Copy the records below exactly, leaving out any pictures.

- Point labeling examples
+---+

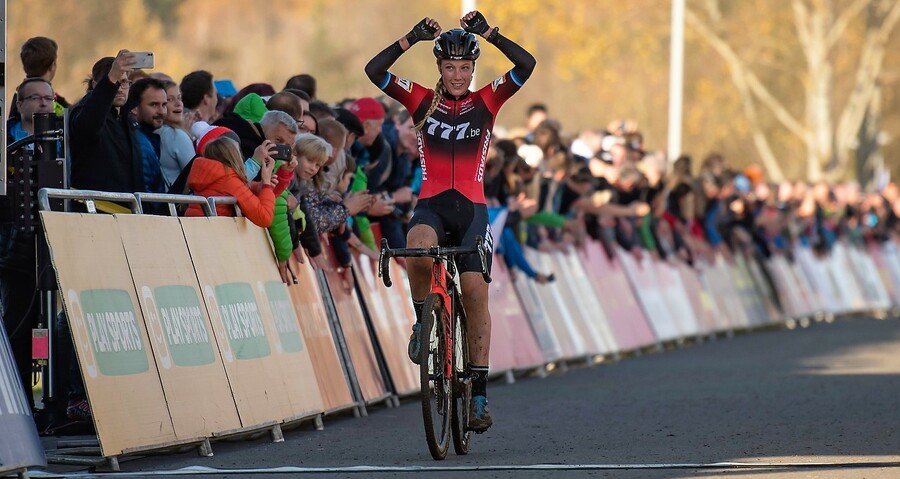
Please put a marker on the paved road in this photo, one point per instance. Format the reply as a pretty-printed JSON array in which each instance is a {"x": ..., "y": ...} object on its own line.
[{"x": 829, "y": 393}]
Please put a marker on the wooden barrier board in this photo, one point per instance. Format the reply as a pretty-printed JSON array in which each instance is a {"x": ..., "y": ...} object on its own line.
[
  {"x": 186, "y": 353},
  {"x": 111, "y": 340}
]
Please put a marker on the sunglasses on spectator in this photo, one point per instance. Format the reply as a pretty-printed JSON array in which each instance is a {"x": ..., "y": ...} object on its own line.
[{"x": 38, "y": 97}]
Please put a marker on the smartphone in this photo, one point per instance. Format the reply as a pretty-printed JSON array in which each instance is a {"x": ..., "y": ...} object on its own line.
[
  {"x": 281, "y": 152},
  {"x": 143, "y": 60}
]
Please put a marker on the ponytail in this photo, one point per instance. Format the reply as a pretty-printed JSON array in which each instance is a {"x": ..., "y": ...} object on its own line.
[{"x": 438, "y": 93}]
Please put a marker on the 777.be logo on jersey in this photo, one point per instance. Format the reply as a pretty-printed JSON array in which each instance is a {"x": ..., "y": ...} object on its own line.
[
  {"x": 462, "y": 130},
  {"x": 404, "y": 83}
]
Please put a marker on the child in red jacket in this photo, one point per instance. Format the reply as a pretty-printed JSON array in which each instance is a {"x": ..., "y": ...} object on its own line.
[{"x": 220, "y": 172}]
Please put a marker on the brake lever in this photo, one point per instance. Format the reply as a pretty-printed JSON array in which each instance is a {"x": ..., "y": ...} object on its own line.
[
  {"x": 384, "y": 271},
  {"x": 479, "y": 245}
]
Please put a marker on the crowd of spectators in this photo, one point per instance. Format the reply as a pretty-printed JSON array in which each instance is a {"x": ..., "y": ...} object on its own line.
[{"x": 353, "y": 171}]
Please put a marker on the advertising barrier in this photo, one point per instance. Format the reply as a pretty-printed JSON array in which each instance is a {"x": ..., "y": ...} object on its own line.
[
  {"x": 20, "y": 446},
  {"x": 572, "y": 342},
  {"x": 313, "y": 319},
  {"x": 679, "y": 306},
  {"x": 642, "y": 277},
  {"x": 356, "y": 333},
  {"x": 627, "y": 322},
  {"x": 577, "y": 289},
  {"x": 538, "y": 317},
  {"x": 392, "y": 317},
  {"x": 183, "y": 328},
  {"x": 513, "y": 343},
  {"x": 183, "y": 343},
  {"x": 111, "y": 340},
  {"x": 232, "y": 279}
]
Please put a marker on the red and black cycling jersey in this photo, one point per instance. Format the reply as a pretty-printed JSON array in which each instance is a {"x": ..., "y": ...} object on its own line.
[{"x": 453, "y": 143}]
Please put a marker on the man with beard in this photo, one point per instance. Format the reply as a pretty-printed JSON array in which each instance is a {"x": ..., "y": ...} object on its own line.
[{"x": 147, "y": 102}]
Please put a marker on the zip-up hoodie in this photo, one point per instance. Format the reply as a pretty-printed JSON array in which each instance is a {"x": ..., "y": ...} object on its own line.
[{"x": 212, "y": 178}]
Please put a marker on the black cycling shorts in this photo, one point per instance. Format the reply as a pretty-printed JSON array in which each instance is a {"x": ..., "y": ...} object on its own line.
[{"x": 457, "y": 222}]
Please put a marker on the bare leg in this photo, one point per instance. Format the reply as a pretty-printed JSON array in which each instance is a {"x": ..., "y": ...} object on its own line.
[{"x": 475, "y": 300}]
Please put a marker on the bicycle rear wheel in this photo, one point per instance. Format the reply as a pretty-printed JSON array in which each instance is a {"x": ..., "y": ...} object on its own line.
[
  {"x": 437, "y": 385},
  {"x": 462, "y": 387}
]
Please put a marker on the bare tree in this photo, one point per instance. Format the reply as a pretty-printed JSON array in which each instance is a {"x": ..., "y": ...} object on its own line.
[{"x": 819, "y": 30}]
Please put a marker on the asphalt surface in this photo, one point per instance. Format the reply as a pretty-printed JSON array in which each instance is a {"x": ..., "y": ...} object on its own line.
[{"x": 826, "y": 394}]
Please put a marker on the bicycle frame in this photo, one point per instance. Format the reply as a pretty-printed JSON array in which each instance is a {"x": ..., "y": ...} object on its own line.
[{"x": 446, "y": 288}]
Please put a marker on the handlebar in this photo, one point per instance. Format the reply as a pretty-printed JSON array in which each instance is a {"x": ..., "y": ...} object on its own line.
[{"x": 436, "y": 252}]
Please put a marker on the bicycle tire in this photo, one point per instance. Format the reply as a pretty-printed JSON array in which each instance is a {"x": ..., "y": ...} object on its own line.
[
  {"x": 437, "y": 388},
  {"x": 462, "y": 387}
]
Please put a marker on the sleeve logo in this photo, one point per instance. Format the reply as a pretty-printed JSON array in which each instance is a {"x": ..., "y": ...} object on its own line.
[
  {"x": 404, "y": 83},
  {"x": 497, "y": 83}
]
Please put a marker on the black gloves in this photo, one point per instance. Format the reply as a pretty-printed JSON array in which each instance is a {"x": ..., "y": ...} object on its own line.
[
  {"x": 477, "y": 25},
  {"x": 422, "y": 31}
]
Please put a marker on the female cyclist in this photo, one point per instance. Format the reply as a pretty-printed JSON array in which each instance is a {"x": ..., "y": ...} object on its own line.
[{"x": 454, "y": 128}]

+---+

- Response
Please put a marker on the paved road in this photo, one point per instance. Format the reply as a pretty-printed JSON array in which each instance is a {"x": ..., "y": ...} object on its own line.
[{"x": 829, "y": 393}]
Please put a marker on the wooden barrier board in this photo, one point per instance. Format the reply as a pretty-printed JSON array in which each instance is a {"x": ..., "y": ...} object on its own line.
[
  {"x": 186, "y": 353},
  {"x": 111, "y": 340}
]
Please put a marker on the sunglasses on spectator in this photo, one point per instance. Format the reply as a pretty-printed JSON array in which each instance is a {"x": ..., "y": ...} object on its own line.
[{"x": 38, "y": 97}]
Please put a marker on the smartphone in this photo, one point per instance. Format the reply as a pretty-printed JSON array in which each instance is a {"x": ..., "y": ...} object on its own line.
[
  {"x": 281, "y": 152},
  {"x": 143, "y": 60}
]
Please put a marker on the ponytail in this photo, one point per instance. Format the reply as a pretty-printed JSON array in which each instance is a {"x": ..., "y": ...} object on its own line.
[{"x": 438, "y": 93}]
Please put a marker on the 777.be logo on jersey in this photo, one point per instance. Format the reply as a pretty-printed JSON array in which each instance is a {"x": ..., "y": ...} object on its own line.
[
  {"x": 462, "y": 130},
  {"x": 404, "y": 83}
]
Please put a marker on the child in red jacket in this photo, one point per instance. Format the reply as a pretty-printed JSON array in which each instance is a {"x": ..., "y": ...} object on its own line.
[{"x": 220, "y": 172}]
Please put a marker on the brake lever in this photo, one point per instance. Format the reply as a pretty-printed JSON array in which each instance is a {"x": ..., "y": ...} object on its own line.
[
  {"x": 384, "y": 271},
  {"x": 479, "y": 245}
]
Please put a marker on the crowd of spectators in this photo, one point per instance. Format the reply as a pretty-printed JSON array in which each instance is a {"x": ..., "y": ...} object on its own line.
[{"x": 353, "y": 171}]
Please put a marker on the advertising barrier in this photo, one point per instance. Format the reply as a pretty-printed JSON array in which each instance is a {"x": ..., "y": ...} object on its own line.
[
  {"x": 20, "y": 446},
  {"x": 572, "y": 342},
  {"x": 313, "y": 319},
  {"x": 679, "y": 306},
  {"x": 642, "y": 277},
  {"x": 356, "y": 333},
  {"x": 627, "y": 322},
  {"x": 577, "y": 289},
  {"x": 538, "y": 317},
  {"x": 392, "y": 317},
  {"x": 183, "y": 328},
  {"x": 513, "y": 343},
  {"x": 183, "y": 343},
  {"x": 111, "y": 340},
  {"x": 232, "y": 279}
]
Please put a marker on the red and black cycling jersey in this photo, one point per instance. Format the reply as a pretty-printed JSON array in which each instance is a {"x": ..., "y": ...} object on its own line.
[{"x": 453, "y": 143}]
Please put a marker on the man with beard in this photo, one point per instance. Format the reply as a pretty-printed JSON array in which each instance is a {"x": ..., "y": ...} object on its own line.
[{"x": 147, "y": 102}]
Please put a marker on the zip-up hoodie in this photo, one point per instance. Format the reply as a pretty-printed JSON array in which each instance is a {"x": ..., "y": ...} object on its own line.
[{"x": 212, "y": 178}]
Please put a marker on the black cycling shorts in this photo, one point per instance. Format the reply as a pretty-printed JSON array in which each instance is a {"x": ..., "y": ...} object on its own line.
[{"x": 457, "y": 222}]
Please put a marker on the bare leg in this photo, one point per instance. Format the reply as a pretty-printed JSON array in which each instance is a {"x": ..., "y": ...} object on its own line.
[{"x": 475, "y": 300}]
Please put a marker on the bicycle rear wheel in this photo, one point per instance. Format the reply as a pretty-printed JSON array in which each instance is a {"x": ..., "y": ...} object on its own line.
[
  {"x": 437, "y": 385},
  {"x": 462, "y": 387}
]
Please put a marker on the bare tree in this photo, one point per instance. Format the reply as a pretty-printed JSON array in which each instance is a {"x": ..., "y": ...} object on its own line.
[{"x": 819, "y": 30}]
Please put a marker on the asphalt surface in this photo, one point per instance. Format the reply as a pretty-printed JSON array in which each instance is a {"x": ..., "y": ...} object on its own line.
[{"x": 826, "y": 394}]
Please put a marker on the bicycle frame in this photo, one point per instance. Format the reply as a pretty-printed JSON array in which each instance is a {"x": ..., "y": ...} object on its own line.
[{"x": 446, "y": 288}]
Please put a marker on the handlebar in this photo, one point per instance. Format the reply as a pretty-printed JSON array in which each instance is a {"x": ..., "y": ...} object on its own line.
[{"x": 436, "y": 252}]
Please put a marker on the bicycle tire in this photo, one point per instance. Format the reply as a pretty-printed JSON array in which each instance is a {"x": ..., "y": ...} object on its own line.
[
  {"x": 437, "y": 388},
  {"x": 462, "y": 387}
]
Please put a marker on the sleeve logo in this photo, one point per instance. Format the reply as a pretty-printed JSON array in which each instance is a {"x": ..., "y": ...} object on its own line.
[
  {"x": 404, "y": 83},
  {"x": 497, "y": 83}
]
Please put a marker on the black gloves in this photo, one point per instance. Format the reply as a pretty-printed JSON array in which each instance is a {"x": ..., "y": ...} object on its own line.
[
  {"x": 477, "y": 25},
  {"x": 422, "y": 31}
]
Please put a marker on the female cyclist in this photo, one point per instance. Format the reply as a pretty-printed JSON array in which each instance is a {"x": ..., "y": ...} object on its own line.
[{"x": 454, "y": 128}]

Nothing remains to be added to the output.